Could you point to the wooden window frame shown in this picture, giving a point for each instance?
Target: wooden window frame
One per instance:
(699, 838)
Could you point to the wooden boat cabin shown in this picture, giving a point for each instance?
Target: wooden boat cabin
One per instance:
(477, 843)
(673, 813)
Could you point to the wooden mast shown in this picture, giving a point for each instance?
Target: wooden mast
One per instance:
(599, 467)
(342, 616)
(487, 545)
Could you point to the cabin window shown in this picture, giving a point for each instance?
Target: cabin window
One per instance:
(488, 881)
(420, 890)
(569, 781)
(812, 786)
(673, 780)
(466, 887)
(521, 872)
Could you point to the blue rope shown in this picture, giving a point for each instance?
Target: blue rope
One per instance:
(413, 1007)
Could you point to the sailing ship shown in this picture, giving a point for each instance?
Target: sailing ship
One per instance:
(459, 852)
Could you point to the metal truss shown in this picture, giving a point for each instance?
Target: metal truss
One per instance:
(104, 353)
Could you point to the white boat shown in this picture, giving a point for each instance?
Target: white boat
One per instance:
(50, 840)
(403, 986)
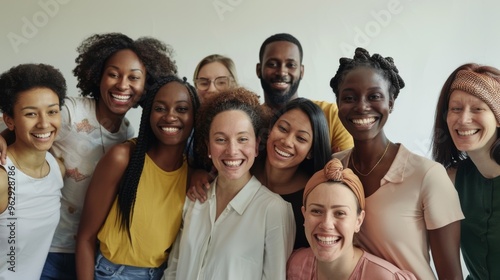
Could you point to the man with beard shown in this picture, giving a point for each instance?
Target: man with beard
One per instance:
(280, 70)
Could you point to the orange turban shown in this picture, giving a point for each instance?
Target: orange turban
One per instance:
(481, 86)
(334, 172)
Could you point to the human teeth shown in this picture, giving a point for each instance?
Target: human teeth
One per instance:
(121, 97)
(328, 239)
(233, 162)
(44, 135)
(363, 121)
(467, 132)
(170, 129)
(281, 153)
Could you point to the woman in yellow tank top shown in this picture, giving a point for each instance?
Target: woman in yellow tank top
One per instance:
(134, 202)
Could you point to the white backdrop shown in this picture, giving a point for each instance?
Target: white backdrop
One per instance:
(427, 39)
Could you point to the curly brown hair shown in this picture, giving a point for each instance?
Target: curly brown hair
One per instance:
(98, 48)
(232, 99)
(24, 77)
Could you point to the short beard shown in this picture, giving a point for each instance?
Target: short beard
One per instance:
(276, 98)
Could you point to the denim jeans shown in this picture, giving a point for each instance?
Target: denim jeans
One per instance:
(59, 266)
(105, 269)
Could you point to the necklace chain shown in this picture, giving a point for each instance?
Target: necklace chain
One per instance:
(376, 164)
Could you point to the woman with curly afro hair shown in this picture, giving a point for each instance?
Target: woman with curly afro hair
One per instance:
(114, 72)
(411, 204)
(31, 96)
(243, 228)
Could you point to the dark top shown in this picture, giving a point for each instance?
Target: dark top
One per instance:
(480, 230)
(296, 200)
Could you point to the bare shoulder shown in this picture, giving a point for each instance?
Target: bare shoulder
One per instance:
(4, 187)
(61, 166)
(119, 154)
(452, 173)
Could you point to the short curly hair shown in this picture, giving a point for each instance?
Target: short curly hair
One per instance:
(24, 77)
(98, 48)
(232, 99)
(363, 59)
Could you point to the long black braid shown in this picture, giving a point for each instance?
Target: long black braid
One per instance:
(127, 189)
(363, 59)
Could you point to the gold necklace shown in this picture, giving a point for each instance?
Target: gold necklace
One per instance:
(376, 164)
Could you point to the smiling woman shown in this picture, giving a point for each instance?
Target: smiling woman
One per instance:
(31, 96)
(214, 242)
(366, 88)
(333, 209)
(146, 186)
(467, 143)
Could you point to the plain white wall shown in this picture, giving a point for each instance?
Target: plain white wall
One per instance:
(427, 39)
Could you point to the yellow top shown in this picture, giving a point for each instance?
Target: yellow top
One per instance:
(156, 219)
(339, 137)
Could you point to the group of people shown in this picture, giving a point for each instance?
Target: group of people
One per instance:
(218, 186)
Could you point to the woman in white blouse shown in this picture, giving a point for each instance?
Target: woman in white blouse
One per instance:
(243, 230)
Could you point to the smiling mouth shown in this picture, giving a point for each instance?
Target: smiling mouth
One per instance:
(42, 135)
(170, 129)
(233, 163)
(328, 240)
(121, 97)
(365, 121)
(467, 132)
(282, 153)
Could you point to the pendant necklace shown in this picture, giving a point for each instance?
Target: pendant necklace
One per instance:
(376, 164)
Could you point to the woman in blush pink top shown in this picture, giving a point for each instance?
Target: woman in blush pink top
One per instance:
(333, 209)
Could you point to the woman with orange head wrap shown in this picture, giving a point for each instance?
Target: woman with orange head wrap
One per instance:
(333, 210)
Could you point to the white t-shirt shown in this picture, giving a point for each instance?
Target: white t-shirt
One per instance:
(80, 144)
(29, 222)
(251, 239)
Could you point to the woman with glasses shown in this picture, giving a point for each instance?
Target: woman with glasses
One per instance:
(213, 74)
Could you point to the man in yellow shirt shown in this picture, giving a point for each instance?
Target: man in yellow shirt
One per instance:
(280, 70)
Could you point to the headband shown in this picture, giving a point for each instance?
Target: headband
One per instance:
(334, 172)
(481, 86)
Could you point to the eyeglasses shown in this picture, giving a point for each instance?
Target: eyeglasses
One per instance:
(220, 83)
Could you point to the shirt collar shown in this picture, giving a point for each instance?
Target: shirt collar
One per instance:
(244, 197)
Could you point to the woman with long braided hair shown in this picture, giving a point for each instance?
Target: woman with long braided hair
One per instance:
(411, 204)
(134, 201)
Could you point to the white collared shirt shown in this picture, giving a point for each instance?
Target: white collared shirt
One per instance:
(251, 239)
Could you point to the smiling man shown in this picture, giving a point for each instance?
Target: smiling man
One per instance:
(280, 71)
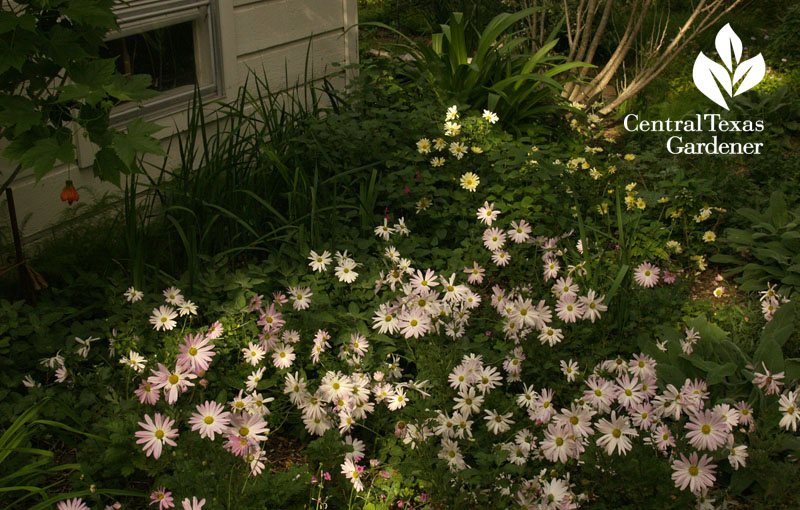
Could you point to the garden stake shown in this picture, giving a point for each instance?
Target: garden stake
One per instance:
(24, 277)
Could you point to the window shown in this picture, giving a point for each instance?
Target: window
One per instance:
(176, 43)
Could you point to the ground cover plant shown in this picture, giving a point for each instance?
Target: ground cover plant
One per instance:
(489, 316)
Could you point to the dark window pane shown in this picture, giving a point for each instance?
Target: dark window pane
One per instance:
(166, 54)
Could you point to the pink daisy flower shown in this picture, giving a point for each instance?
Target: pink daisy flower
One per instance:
(568, 309)
(475, 273)
(696, 474)
(147, 393)
(707, 430)
(646, 275)
(210, 419)
(214, 331)
(163, 498)
(772, 382)
(72, 504)
(193, 504)
(195, 353)
(155, 434)
(173, 383)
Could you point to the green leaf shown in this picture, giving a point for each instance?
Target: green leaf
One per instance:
(719, 373)
(708, 331)
(41, 154)
(670, 374)
(780, 328)
(769, 352)
(19, 112)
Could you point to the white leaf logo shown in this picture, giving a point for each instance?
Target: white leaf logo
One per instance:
(709, 76)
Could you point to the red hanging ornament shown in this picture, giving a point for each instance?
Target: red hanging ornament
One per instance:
(69, 194)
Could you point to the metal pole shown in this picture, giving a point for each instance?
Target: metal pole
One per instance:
(24, 277)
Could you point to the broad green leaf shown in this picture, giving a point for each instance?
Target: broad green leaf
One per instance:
(769, 352)
(780, 328)
(19, 112)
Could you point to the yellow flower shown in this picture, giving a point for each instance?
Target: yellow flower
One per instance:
(630, 202)
(701, 261)
(424, 146)
(470, 181)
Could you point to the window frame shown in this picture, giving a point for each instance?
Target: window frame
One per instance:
(140, 16)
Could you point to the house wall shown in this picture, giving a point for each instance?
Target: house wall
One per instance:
(272, 37)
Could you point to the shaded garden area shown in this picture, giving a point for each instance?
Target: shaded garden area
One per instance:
(475, 277)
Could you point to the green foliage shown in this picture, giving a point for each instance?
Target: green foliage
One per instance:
(768, 250)
(491, 72)
(28, 471)
(52, 80)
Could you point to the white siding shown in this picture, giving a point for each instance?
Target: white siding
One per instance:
(272, 36)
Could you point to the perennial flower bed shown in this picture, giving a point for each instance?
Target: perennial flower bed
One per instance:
(497, 370)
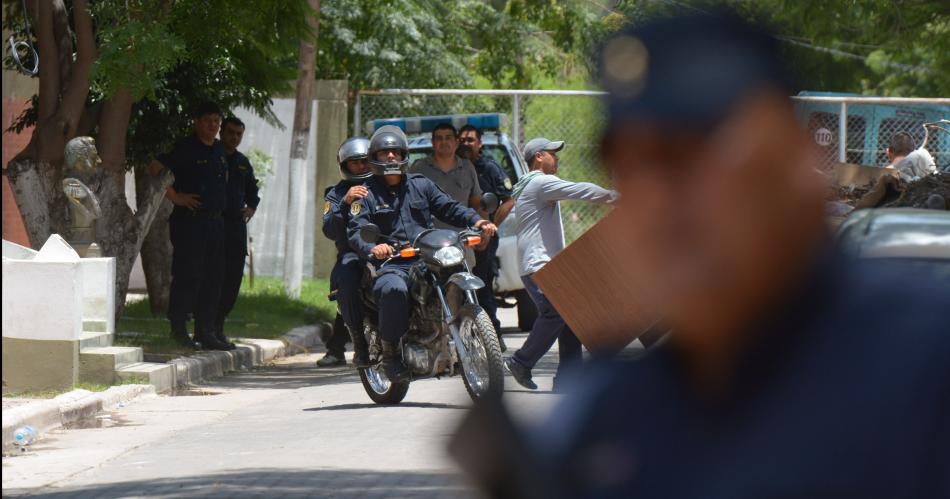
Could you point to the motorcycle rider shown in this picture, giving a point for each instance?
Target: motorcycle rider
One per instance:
(348, 271)
(402, 206)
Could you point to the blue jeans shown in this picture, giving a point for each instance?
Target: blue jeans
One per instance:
(548, 327)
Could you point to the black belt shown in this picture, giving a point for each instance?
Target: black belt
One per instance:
(181, 211)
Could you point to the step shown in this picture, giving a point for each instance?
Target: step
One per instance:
(161, 376)
(95, 339)
(99, 364)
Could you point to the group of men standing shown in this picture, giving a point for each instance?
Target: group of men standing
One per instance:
(215, 194)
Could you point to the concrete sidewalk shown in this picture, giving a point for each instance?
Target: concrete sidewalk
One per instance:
(78, 405)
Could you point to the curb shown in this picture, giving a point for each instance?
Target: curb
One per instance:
(68, 408)
(73, 406)
(249, 353)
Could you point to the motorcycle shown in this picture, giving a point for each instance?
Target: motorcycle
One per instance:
(449, 333)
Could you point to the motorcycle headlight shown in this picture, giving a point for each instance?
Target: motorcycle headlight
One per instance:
(449, 256)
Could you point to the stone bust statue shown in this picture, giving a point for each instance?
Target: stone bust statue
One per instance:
(81, 166)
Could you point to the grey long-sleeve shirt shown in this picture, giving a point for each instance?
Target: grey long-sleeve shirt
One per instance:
(540, 233)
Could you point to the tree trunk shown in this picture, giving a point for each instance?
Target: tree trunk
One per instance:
(296, 216)
(156, 252)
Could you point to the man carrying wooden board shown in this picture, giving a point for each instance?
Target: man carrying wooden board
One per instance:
(540, 238)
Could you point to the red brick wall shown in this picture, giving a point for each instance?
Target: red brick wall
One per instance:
(13, 229)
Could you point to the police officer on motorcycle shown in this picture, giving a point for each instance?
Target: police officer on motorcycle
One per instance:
(402, 206)
(348, 271)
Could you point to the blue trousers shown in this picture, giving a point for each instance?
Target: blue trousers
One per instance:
(486, 269)
(391, 290)
(197, 270)
(346, 277)
(548, 327)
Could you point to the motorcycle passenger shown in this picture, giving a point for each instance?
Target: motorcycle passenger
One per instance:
(348, 271)
(402, 206)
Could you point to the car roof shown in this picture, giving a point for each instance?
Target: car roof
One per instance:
(899, 233)
(425, 141)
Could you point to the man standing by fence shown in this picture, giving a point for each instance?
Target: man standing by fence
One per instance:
(455, 176)
(491, 178)
(541, 238)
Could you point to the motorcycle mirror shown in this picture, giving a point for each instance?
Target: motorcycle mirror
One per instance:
(369, 233)
(489, 202)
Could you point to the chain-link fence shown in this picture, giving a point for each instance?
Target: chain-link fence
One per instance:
(572, 116)
(859, 129)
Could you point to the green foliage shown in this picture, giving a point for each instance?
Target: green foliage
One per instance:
(263, 311)
(875, 47)
(433, 44)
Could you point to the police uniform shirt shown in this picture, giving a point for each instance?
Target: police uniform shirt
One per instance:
(242, 185)
(403, 211)
(460, 183)
(199, 169)
(336, 215)
(492, 178)
(844, 391)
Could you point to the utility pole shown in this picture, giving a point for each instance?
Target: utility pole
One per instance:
(300, 140)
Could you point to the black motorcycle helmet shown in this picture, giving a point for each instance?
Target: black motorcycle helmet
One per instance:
(353, 148)
(385, 138)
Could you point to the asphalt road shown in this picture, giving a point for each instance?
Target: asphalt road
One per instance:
(289, 429)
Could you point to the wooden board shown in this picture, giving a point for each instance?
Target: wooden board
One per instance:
(606, 307)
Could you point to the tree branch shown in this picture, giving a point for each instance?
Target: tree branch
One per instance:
(49, 60)
(64, 42)
(74, 96)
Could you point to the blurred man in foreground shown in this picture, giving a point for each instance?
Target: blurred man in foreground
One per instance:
(790, 372)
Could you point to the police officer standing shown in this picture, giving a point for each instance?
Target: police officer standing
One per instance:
(491, 178)
(243, 199)
(401, 206)
(196, 227)
(347, 274)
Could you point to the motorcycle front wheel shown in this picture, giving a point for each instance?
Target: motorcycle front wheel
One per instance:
(375, 382)
(484, 374)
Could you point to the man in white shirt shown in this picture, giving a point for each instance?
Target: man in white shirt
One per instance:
(541, 238)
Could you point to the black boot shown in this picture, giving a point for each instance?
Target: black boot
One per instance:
(393, 367)
(360, 349)
(219, 335)
(180, 335)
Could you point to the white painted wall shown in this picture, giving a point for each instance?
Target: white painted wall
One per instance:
(98, 277)
(43, 296)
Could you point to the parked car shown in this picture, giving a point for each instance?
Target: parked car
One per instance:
(917, 240)
(508, 286)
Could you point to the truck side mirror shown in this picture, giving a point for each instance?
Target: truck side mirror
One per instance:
(489, 202)
(369, 233)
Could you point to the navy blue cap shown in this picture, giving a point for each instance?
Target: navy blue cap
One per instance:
(688, 71)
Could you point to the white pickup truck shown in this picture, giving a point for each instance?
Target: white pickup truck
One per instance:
(508, 287)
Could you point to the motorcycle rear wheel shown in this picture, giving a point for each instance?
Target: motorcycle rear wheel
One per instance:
(490, 380)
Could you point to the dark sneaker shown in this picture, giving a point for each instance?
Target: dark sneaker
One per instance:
(330, 360)
(209, 342)
(219, 335)
(521, 373)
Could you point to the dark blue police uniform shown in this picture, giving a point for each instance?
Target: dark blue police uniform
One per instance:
(844, 392)
(242, 193)
(197, 236)
(491, 178)
(401, 212)
(347, 274)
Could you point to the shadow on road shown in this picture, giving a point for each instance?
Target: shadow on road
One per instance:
(275, 483)
(423, 405)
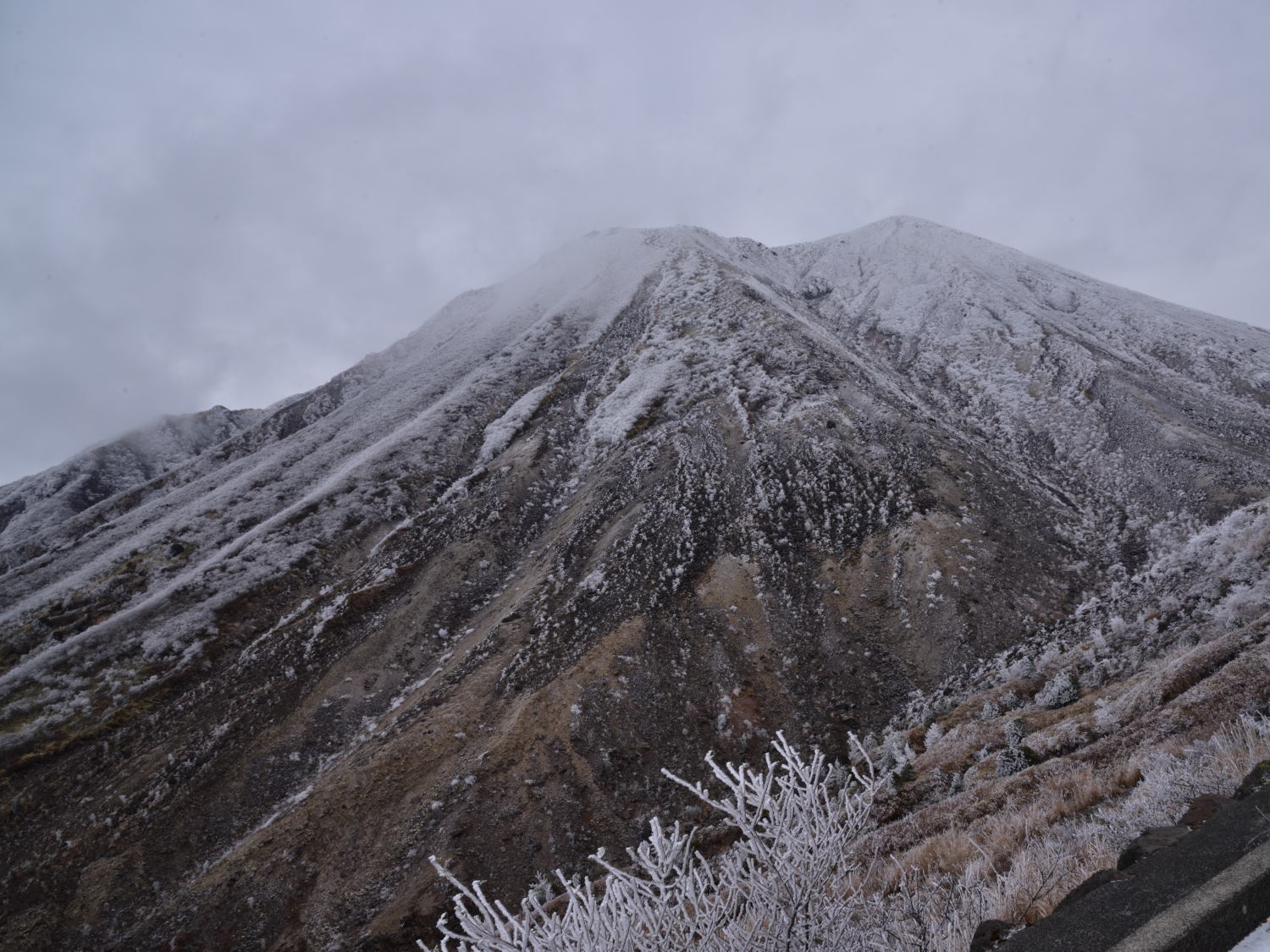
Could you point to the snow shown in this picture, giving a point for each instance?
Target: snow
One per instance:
(995, 345)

**TASK BRIEF:** Extract exactly the lines from the one containing "Could you point to the motorcycle rear" through the last line of the records above, both included, and leave out the pictures.

**THE RESPONSE:**
Could you point to the motorcycle rear wheel shown in this picture, giving a point for each instance?
Target: motorcycle rear wheel
One per instance:
(490, 380)
Could you point to the dark sneaker shown in this picture, giving a point for each instance?
Target: dark sneaker
One per instance:
(330, 360)
(209, 342)
(219, 335)
(521, 373)
Could you point to the dark blue police uniform shown in this picture, giving a point for each instance?
Target: dark blue police uniform
One per instance:
(844, 392)
(242, 193)
(197, 236)
(491, 178)
(401, 212)
(347, 274)
Could you point to the shadow on road shown in this picture, giving a point for each instance?
Target: shadow on road
One per instance:
(275, 483)
(423, 405)
Could you point to the snow shown in this picture, giving a point for each instance?
Target: snow
One per instance:
(995, 345)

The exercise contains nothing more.